ZIEL.
Welche Zeilen der Datensätze unten enthalten das Wort „format“? Sammle sie alle und gib jede unverändert wieder.

┄┄┄┄┄┄

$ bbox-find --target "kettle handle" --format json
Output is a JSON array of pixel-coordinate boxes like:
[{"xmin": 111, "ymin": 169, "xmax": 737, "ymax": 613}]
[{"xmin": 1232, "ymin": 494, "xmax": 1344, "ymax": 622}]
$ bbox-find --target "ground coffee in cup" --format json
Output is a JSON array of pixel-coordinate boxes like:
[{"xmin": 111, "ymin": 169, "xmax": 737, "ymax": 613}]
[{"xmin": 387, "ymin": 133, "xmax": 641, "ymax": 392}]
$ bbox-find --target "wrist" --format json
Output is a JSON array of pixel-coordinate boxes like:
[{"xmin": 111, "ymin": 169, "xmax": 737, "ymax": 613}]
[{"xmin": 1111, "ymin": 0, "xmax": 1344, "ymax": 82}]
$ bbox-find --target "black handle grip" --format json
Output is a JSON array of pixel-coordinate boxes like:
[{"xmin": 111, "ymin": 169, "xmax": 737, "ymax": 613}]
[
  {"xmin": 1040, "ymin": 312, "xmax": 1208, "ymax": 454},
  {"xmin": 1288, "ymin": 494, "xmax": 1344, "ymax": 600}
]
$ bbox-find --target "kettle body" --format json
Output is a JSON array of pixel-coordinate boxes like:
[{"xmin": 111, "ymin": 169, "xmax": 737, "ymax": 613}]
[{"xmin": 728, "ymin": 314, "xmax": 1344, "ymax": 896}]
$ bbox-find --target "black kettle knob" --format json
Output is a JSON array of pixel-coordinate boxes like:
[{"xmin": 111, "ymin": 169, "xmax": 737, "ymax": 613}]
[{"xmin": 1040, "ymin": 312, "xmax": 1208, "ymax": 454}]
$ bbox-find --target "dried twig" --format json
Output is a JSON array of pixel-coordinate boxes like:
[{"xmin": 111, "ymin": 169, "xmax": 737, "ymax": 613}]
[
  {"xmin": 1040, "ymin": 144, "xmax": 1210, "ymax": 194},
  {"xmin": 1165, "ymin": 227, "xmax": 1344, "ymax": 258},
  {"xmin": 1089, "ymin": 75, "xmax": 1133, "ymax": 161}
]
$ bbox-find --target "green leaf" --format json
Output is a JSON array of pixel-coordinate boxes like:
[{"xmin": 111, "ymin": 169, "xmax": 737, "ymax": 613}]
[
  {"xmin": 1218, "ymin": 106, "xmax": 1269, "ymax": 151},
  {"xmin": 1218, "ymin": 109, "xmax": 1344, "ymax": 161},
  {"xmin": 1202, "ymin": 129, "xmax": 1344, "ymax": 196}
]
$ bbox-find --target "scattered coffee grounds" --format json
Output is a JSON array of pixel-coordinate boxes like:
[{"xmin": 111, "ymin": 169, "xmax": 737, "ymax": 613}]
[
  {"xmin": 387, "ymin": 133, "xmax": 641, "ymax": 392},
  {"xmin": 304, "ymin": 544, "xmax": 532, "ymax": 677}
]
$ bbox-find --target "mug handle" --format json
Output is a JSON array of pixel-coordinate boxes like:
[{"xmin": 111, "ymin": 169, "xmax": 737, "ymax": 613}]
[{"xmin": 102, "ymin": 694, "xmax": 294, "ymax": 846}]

┄┄┄┄┄┄

LÖSUNG.
$ bbox-find --target "kettle handle" --format json
$ bbox-find --target "ground coffee in cup" --format json
$ bbox-find --target "wrist" --format json
$ bbox-find --target "black handle grip" --format json
$ bbox-find --target "kettle body" --format json
$ bbox-find --target "black kettle knob" --format json
$ bbox-find --target "dried twig" --format json
$ bbox-find --target "green leaf" --format json
$ bbox-find --target "scattered coffee grounds" --format json
$ bbox-find --target "mug handle" --format json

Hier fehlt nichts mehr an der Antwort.